* Aim of the task:
Once you have read the listing, write it all out exactly.

* Recorded information:
'''

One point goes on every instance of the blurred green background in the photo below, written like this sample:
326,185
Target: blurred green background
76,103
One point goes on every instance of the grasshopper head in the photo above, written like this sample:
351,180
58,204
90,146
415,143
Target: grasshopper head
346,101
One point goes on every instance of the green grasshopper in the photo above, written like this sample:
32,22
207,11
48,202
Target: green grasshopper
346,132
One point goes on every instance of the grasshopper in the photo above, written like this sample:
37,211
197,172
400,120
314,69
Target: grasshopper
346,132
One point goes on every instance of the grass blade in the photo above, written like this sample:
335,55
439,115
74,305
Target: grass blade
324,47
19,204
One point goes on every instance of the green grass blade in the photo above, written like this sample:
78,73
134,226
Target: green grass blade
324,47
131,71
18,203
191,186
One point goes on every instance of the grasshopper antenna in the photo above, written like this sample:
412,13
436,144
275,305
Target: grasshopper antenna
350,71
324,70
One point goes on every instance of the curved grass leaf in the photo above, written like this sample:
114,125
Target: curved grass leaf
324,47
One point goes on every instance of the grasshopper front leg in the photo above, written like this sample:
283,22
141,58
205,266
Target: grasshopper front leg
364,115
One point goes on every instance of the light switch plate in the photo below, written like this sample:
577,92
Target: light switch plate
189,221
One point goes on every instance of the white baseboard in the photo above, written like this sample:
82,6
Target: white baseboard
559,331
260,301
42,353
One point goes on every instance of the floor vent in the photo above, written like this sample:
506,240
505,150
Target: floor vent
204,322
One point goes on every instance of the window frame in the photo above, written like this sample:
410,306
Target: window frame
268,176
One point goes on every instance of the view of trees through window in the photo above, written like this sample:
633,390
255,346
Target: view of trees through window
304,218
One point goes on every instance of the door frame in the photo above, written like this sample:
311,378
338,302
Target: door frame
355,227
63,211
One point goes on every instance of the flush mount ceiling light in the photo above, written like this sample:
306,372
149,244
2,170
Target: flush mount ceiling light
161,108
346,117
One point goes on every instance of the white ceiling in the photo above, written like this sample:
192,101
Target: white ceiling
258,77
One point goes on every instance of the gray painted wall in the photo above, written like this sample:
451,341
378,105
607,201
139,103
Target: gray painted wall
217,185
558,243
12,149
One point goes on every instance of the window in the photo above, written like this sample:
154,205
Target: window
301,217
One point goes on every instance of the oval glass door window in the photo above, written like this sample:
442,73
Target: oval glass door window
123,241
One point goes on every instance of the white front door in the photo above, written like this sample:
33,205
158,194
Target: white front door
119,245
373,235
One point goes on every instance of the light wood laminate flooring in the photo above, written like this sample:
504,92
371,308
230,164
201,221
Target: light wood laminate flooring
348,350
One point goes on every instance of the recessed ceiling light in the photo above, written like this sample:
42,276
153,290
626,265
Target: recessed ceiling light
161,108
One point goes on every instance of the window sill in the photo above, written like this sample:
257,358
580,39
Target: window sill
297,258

'''

* Problem solution:
One point goes on every instance of the blurred green background in the photo below, written like this sample:
326,185
Target: blurred green background
76,103
One point goes on every instance of the grasshopper head in the photo above, written like this sample:
351,180
58,204
90,146
415,143
Target: grasshopper head
346,101
One point goes on every instance of the green grasshopper in the photo above, written like this sample:
32,22
207,11
48,202
Target: green grasshopper
346,132
One point goes on every instance of the grasshopper in the photo above, written like this sample:
37,211
197,172
400,120
314,69
Target: grasshopper
346,132
One point goes on every instance of the grass blade in the photo above, written like this sample:
335,55
439,115
74,305
Target: grass blade
324,47
19,204
One point goes on every instance of the green grass blade in the photo above, written like this sample:
78,73
134,226
Target: green grass blade
324,47
131,71
18,203
191,186
One point goes on every instance of the grasshopper antenna in the photo above, written like this sample:
412,13
436,144
275,305
Target: grasshopper antenna
350,71
324,70
One point goes on every instance of the curved grass leaf in the photo above, written like this sample:
114,125
Target: curved grass leaf
324,47
One point goes on every instance of the grasshopper front leg in the photo above, written like this sample:
283,22
141,58
205,266
Target: grasshopper front leg
364,115
One point goes on every instance of the light switch plate in the photo below, written like this sample:
577,92
Target: light switch plate
189,221
One point goes on every instance of the white baseboard in the photo above, written like this sample:
82,6
Target: white baseboard
559,331
260,301
42,353
One point goes on every instance of the floor vent in the photo above, written like this sample:
506,240
505,150
Target: floor vent
204,322
One point goes on every instance of the window frame in the photo above, written like this sample:
410,306
Target: window frame
268,176
One point goes on every instance of the view of trees through window in the photo above, written like this sample:
633,390
255,346
Target: view of trees through window
304,218
One point goes on every instance of the door frame in the photo above, written like this sample:
311,378
338,302
Target: door frame
355,227
63,211
One point goes on every instance of the flush mount ceiling light in the photo above, written like this sample:
306,372
149,244
2,170
Target: flush mount ceiling light
161,108
346,117
One point goes on every instance of the white ceiling in the photo above, written like this sample:
192,101
Target: white ceiling
258,77
One point goes on every instance of the gray painted wall in the photo above, written like this sample:
451,341
378,105
607,201
139,103
Target: gray painted wall
217,185
558,243
12,149
One point goes on every instance of the window in the photo above, written like this sample:
154,205
Target: window
301,217
One point goes on every instance of the oval glass door window in the photo above, written like this sample:
442,73
Target: oval glass door window
123,241
One point goes on every instance of the white front door in the photo above, written like this sample:
33,205
158,194
Target: white front door
119,245
373,235
One point goes on every instance of the light wood laminate flooring in the photo above, written like this sample:
504,92
371,308
230,164
201,221
Target: light wood laminate flooring
348,350
One point goes on every instance of the recessed ceiling light in the photo above, written like this sample:
42,276
153,290
626,265
Target: recessed ceiling light
161,108
One point goes on every instance of the window sill in the photo above, written like this sample:
257,358
580,39
Target: window sill
297,258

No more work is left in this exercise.